▶ [Aufgabe 1]:
Liste alle Werte auf, die der Text zum Verhältnis von Christentum und Islam als Grundlagen unserer Gesellschaft nennt.
▶ [Aufgabe 2]:
Führe den Text zum Verhältnis von Christentum und Islam nach seinem letzten Satz weiter.

══ Textauszug ══

Zum Verhältnis von Christentum und Islam

„Wer den Dialog mit anderen Religionen führen möchte, muss zunächst seinen eigenen Glauben ernst nehmen“, erklärte die Vorsitzende des Evangelischen Arbeitskreises (EAK) der CDU Bremen, Elisabeth Motschmann, nach einer Vorstandssitzung.

Bundespräsident Christian Wulff hat mit seiner Äußerung, „der Islam gehört auch zu Deutschland“, eine notwendige Diskussion angestoßen. Diese Diskussion muss nun auf allen Ebenen und an allen Orten in unserem Land fortgesetzt werden, auch in Bremen. Alle Institutionen unserer Gesellschaft können und sollten sich daran beteiligen. Das folgende Diskussionspapier zum Verhältnis Christentum und Islam wurde vom Vorstand des EAK verabschiedet:

1. Christentum und Judentum gehören zu Deutschland
Freiheit, Gerechtigkeit und Solidarität sind die Grundlagen unserer Gesellschaft. Die Menschenrechte, unser Sozial- und Rechtssystem sowie unsere Kultur basieren auf dem christlichen Menschenbild, auf christlichen Werten und der christlich-jüdischen Tradition. Über diese christlich- jüdischen Wurzeln müssen wir mehr als bisher reden. Wir müssen sagen, wofür wir stehen und wir müssen sagen, was wir ablehnen.
Aus den Reihen von Bündnis/90 die Grünen wird in einem Diskussionspapier der Vorschlag gemacht, dem Islam den gleichen rechtlichen Status zu verleihen wie den christlichen Kirchen und der jüdischen Religionsgemeinschaft. Das lehnen wir entschieden ab. Auch die Einführung gesetzlicher Feiertage des Islams in Deutschland halten wir für nicht vertretbar.


2. Christen und Muslime
Christen und Muslime müssen bei allen Unterschieden in ihren Glaubensüberzeugungen dazu beitragen, Vertrauen aufzubauen. Es darf in unserem Land nie wieder Hass gegen Andersgläubige entstehen. Wo immer er aufflammt, müssen wir ihn im Keim ersticken. Weder Christen noch Muslime dürfen Überlegenheitsgefühle gegenüber Andersgläubigen entwickeln. Unsere gemeinsame Aufgabe ist es, Brücken zu bauen und die Bildung von Parallelgesellschaften zu verhindern. Integration kann nur gelingen, wenn beide Seiten sie wollen. Beide Seiten sind aufgerufen, Begegnung und Dialog zu ermöglichen. Der interreligiöse Dialog kann viel bewegen. Er trägt zum gegenseitigen Verständnis bei, verhindert Ausgrenzung und Feindschaft und ist ein unverzichtbarer Beitrag zur Integration von Andersgläubigen.

═══
══ Rohdaten ══

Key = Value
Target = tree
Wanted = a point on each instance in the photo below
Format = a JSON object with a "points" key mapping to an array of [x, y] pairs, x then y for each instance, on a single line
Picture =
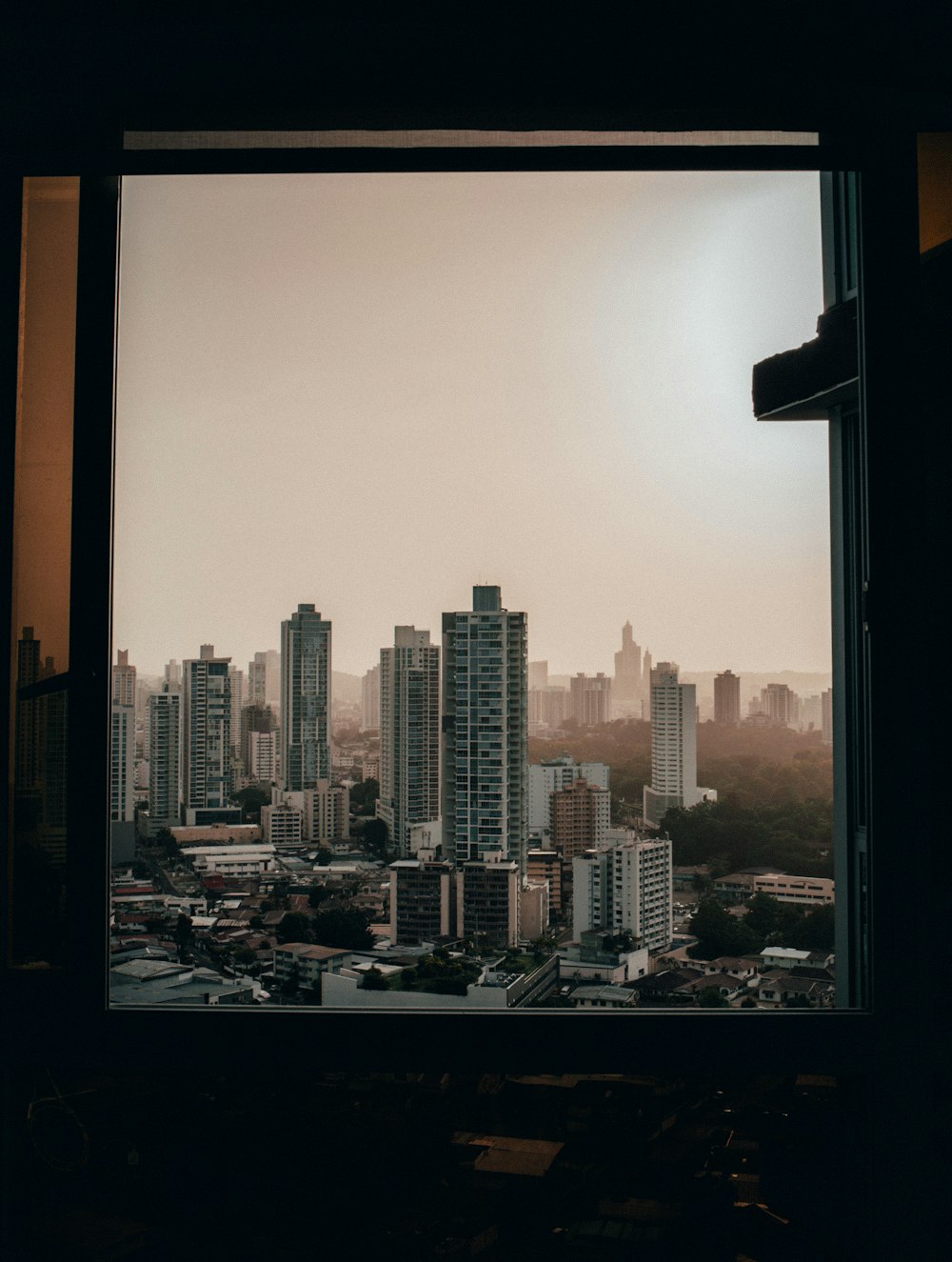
{"points": [[762, 915], [295, 928], [364, 795], [816, 929], [251, 800], [719, 932], [345, 928], [373, 834], [373, 979]]}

═══

▶ [Schriftliche Antwort 1]:
- Freiheit
- Gerechtigkeit
- Solidarität

▶ [Schriftliche Antwort 2]:
3. Religionsunterricht unverzichtbar
Viele Christen gehören nur noch nominell einer christlichen Kirche an. Wenn uns der christliche Glaube gleichgültig ist, wird alles gleich gültig. Das müssen wir verhindern. Deshalb ist es wichtig, dass in den Schulen unseres Landes Religionsunterricht erteilt wird und nicht ausfällt. Religions-unterricht muss ein unverzichtbarer Bestandteil unseres Bildungssystems sein. Für einen sinnvollen interreligiösen Dialog sind solide Kenntnisse der eigenen Religion unabdingbar. Andernfalls sind immer weniger Bürgerinnen und Bürger in der Lage, den Dialog mit anderen Religionen zu führen.
Die Frage, welcher Religionsunterricht der wachsenden Zahl von muslimischen Kindern erteilt wird, muss unter Einbeziehung der Erfahrungen mit dem bestehenden Modellversuch an einer Bremer Schule, geklärt werden.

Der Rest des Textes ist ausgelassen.